Lines of data
________________________________________
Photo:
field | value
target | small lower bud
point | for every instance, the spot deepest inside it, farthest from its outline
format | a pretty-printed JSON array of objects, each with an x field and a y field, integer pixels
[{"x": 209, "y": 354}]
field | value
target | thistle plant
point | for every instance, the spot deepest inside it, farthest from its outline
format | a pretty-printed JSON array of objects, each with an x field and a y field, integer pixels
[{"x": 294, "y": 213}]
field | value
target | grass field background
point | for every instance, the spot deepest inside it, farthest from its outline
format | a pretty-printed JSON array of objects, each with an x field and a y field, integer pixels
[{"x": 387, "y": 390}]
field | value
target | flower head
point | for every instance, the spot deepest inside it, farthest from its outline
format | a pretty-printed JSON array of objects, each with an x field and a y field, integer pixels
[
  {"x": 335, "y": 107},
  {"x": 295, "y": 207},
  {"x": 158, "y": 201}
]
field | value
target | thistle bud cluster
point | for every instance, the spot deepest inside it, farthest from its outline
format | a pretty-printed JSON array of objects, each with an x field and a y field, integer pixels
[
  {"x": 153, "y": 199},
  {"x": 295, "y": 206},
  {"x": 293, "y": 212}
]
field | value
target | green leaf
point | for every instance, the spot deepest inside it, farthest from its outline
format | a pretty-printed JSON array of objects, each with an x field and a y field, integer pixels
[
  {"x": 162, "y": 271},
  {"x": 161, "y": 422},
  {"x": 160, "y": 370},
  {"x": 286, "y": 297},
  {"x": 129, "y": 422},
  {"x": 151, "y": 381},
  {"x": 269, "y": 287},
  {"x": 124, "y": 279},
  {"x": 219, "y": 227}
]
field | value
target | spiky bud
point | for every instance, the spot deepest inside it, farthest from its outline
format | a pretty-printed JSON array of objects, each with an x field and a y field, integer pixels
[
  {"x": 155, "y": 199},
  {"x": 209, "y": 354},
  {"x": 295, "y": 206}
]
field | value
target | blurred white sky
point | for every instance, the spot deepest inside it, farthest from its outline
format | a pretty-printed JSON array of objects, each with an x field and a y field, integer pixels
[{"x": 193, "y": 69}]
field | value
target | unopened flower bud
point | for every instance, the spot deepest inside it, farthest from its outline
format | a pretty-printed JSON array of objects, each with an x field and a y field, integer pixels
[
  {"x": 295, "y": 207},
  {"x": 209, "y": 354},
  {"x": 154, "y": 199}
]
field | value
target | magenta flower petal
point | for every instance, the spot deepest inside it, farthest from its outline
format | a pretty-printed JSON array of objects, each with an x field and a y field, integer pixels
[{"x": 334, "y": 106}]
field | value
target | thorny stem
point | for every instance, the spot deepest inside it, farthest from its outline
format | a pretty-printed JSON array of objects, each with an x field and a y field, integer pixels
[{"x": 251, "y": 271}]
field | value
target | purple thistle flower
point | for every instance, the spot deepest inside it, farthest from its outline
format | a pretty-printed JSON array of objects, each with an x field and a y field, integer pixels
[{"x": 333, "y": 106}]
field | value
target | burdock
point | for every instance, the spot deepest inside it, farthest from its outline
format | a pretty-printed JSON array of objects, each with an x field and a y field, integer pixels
________________________________________
→ **What the exercise asks**
Output the records verbatim, from the first line to the last.

→ **Expected answer**
Photo:
field | value
target | small lower bud
point | for every instance, the spot deepest inside it, farthest from its outline
format | a pretty-printed JSON array of objects, each with an x field and a y field, integer pixels
[{"x": 209, "y": 354}]
field | value
target | thistle plant
point | for every instance, the spot deepest inside it, farthest from its outline
format | a pretty-printed JSON array of objects, each with an x field and a y field, integer pixels
[{"x": 294, "y": 213}]
field | value
target | grass field background
point | for every instance, the spot deepest inside it, farthest from its outline
format | a pretty-printed JSON array of objects, each with an x field and a y field, integer pixels
[{"x": 387, "y": 390}]
field | value
target | flower head
point | for every instance, the spot deepest inside it, farthest from its outline
format | a pretty-printed JSON array of objects, each with an x field and a y field, integer pixels
[
  {"x": 335, "y": 107},
  {"x": 295, "y": 207},
  {"x": 158, "y": 201}
]
field | value
target | thistle bud cluster
point | for every instance, the spot deepest inside it, farthest from its outline
format | a pretty-printed JSON array of objects, each with an x field and a y field, integer pixels
[
  {"x": 153, "y": 199},
  {"x": 295, "y": 206},
  {"x": 293, "y": 212}
]
field | value
target | green leaf
point | for every instance, the spot deepest inside it, farthest from its outline
format | a pretty-printed JSON array of objects, each with an x field and a y field, integer pixels
[
  {"x": 162, "y": 271},
  {"x": 161, "y": 422},
  {"x": 160, "y": 370},
  {"x": 286, "y": 297},
  {"x": 129, "y": 422},
  {"x": 151, "y": 381},
  {"x": 269, "y": 287},
  {"x": 124, "y": 279},
  {"x": 219, "y": 227}
]
field | value
target | spiky bud
point | for every instance, the spot deepest inside it, farthest from its outline
format | a pretty-printed JSON array of objects, each with an x field and a y field, integer pixels
[
  {"x": 155, "y": 199},
  {"x": 209, "y": 354},
  {"x": 295, "y": 206}
]
field | value
target | blurred white sky
point | for every instance, the spot deepest inside it, farthest from its outline
format | a pretty-printed JSON array of objects, each with an x field and a y field, integer pixels
[{"x": 193, "y": 69}]
field | value
target | unopened flower bud
point | for every instance, the spot deepest inside it, farthest from its outline
format | a pretty-printed JSON array of objects, each with an x field and a y field, integer pixels
[
  {"x": 295, "y": 207},
  {"x": 209, "y": 354},
  {"x": 154, "y": 199}
]
field | value
target | magenta flower petal
point | for every instance, the spot deepest inside it, farthest from its outline
format | a pretty-printed JSON array of objects, each with an x field and a y field, integer pixels
[{"x": 334, "y": 106}]
field | value
target | thorny stem
point | for every instance, the spot deepest inside it, farthest from its outline
format | a pretty-printed JSON array of objects, each with an x field and a y field, integer pixels
[{"x": 251, "y": 271}]
field | value
target | purple thistle flower
point | for every instance, the spot deepest inside it, farthest from its outline
format | a pretty-printed JSON array of objects, each with an x field and a y field, integer pixels
[{"x": 333, "y": 106}]
field | value
target | burdock
point | for every instance, the spot deepest inside it, farthest from its outline
format | a pretty-printed JSON array of objects, each with an x field and a y field, integer pixels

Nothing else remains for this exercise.